■ Required work
Return, character for character, the lines from the one bearing "Check that each instance of the distant" through the end of the material. Omit everything before that line.
* * *
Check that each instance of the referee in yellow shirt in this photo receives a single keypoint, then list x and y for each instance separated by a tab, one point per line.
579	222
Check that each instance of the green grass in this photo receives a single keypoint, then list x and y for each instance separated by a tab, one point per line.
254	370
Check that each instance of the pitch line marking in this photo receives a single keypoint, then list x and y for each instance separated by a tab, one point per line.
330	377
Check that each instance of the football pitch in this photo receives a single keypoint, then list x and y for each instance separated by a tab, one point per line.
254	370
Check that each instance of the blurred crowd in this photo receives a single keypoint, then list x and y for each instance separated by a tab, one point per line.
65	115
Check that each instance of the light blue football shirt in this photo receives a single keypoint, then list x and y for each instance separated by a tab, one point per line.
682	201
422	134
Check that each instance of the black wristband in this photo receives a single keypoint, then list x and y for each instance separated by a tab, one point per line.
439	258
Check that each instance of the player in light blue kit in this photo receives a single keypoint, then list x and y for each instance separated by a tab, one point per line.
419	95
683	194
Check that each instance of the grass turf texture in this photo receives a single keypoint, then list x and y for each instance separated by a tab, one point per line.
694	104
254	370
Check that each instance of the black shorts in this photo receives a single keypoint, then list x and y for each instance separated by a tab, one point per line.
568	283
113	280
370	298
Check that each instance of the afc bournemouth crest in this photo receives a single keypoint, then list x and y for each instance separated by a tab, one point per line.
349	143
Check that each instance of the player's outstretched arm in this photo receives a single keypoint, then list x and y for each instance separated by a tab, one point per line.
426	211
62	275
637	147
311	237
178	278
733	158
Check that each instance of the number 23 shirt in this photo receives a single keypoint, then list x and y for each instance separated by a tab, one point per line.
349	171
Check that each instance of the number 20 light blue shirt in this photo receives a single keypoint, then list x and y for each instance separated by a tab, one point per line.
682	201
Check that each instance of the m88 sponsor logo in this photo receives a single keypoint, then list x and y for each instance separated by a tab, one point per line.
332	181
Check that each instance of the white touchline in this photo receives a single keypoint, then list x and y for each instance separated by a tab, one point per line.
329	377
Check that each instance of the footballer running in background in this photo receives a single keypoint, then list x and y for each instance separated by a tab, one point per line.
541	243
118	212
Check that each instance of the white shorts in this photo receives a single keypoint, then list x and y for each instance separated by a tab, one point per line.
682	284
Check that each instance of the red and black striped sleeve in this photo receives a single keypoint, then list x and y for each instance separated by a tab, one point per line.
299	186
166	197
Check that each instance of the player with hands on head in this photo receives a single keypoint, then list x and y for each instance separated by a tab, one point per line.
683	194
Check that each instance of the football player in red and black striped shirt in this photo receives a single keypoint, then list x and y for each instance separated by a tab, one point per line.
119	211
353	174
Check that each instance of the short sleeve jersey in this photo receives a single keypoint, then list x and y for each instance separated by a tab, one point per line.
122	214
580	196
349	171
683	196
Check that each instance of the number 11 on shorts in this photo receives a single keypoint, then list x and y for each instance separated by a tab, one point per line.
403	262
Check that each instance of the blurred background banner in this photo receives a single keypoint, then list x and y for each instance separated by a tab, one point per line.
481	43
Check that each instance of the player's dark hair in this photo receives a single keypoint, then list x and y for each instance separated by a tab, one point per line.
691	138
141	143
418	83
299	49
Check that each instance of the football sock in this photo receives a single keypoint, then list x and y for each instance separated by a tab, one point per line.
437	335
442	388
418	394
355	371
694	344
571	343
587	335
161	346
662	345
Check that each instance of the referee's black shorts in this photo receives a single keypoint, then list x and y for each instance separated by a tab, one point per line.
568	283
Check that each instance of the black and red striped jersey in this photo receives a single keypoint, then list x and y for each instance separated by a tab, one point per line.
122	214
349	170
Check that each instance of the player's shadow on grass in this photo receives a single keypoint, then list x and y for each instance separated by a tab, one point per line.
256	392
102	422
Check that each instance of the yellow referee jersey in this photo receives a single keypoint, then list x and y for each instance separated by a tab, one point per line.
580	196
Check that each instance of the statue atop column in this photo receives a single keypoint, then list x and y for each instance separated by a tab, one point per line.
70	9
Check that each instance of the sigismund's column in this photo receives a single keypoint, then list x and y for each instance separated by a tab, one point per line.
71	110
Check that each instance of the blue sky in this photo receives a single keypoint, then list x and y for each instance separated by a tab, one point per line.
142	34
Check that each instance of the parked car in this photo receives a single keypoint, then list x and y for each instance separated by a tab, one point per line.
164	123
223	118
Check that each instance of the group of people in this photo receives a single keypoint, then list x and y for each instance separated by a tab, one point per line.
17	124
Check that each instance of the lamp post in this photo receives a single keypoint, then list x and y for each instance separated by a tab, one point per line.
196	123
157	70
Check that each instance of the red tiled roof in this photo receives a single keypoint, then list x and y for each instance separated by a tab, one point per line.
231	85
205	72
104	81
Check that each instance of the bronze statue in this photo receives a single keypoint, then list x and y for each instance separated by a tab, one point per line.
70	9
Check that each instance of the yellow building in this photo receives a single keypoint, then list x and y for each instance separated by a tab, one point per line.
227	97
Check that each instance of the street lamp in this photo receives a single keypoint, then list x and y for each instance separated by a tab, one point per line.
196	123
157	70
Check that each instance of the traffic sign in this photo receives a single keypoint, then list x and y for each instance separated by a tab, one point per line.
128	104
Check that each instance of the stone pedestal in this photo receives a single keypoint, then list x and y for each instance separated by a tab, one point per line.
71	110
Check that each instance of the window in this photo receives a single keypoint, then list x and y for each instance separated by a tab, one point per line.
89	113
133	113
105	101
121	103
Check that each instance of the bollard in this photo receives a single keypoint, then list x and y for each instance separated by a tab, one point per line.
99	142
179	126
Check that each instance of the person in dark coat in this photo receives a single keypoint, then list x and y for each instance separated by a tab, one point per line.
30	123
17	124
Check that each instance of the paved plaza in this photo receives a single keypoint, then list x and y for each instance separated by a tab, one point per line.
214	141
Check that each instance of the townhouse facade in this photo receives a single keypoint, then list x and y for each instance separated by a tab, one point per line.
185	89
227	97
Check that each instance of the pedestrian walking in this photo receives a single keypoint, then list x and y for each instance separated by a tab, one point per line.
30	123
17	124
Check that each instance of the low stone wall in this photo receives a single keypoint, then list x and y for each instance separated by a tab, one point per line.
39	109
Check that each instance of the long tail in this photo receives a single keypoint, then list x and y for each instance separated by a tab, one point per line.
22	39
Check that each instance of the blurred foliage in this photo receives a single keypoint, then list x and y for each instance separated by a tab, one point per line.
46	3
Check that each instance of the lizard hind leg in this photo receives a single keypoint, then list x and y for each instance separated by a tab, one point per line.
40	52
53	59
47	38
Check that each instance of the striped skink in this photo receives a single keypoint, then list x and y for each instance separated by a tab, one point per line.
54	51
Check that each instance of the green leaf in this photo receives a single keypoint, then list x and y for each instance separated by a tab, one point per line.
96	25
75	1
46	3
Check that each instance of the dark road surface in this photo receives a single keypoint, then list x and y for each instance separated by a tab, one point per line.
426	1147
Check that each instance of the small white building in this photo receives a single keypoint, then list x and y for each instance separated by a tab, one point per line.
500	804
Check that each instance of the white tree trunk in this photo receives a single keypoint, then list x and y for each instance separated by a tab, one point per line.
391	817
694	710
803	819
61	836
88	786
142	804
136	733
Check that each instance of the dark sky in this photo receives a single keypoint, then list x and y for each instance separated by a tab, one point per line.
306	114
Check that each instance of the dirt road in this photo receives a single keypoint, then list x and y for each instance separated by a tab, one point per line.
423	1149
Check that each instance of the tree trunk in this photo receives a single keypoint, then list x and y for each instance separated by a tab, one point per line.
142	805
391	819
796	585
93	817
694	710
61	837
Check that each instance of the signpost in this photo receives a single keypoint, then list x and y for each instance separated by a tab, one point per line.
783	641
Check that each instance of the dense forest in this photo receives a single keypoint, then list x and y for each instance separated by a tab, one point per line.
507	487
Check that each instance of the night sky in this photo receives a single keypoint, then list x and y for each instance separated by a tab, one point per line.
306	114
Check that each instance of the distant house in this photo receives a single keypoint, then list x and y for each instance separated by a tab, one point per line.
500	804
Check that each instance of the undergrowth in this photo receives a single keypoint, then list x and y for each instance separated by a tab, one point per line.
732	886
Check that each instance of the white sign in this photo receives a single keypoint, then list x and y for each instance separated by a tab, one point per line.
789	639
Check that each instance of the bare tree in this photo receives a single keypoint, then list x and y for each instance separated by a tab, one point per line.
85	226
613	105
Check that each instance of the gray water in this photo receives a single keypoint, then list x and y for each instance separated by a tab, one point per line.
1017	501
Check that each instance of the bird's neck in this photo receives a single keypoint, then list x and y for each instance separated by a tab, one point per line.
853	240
* * *
■ Task solution
Check that each instance of the distant house in this photo receives a single keypoint, then list x and y for each instance separated by a tab, one point per line.
500	804
Check that each instance of the undergrowth in this photo receives a single keypoint, then list x and y for each instance separated by a tab, one point per line.
732	886
Check that each instance of the white sign in this photo receives a single keypoint, then list x and y for each instance separated by a tab, one point per line.
789	639
Check that each instance of the bare tree in this photo receives a single keypoint, then list x and y for each instance separated by a tab, one point per line.
85	226
613	105
Check that each instance of the gray water in this photo receives a single keypoint, then list x and y for each instance separated by a tab, one point per line.
1017	501
Check that each instance of the bird's neck in this photo receives a single keypoint, then list x and y for each instance separated by a tab, one point per line.
853	240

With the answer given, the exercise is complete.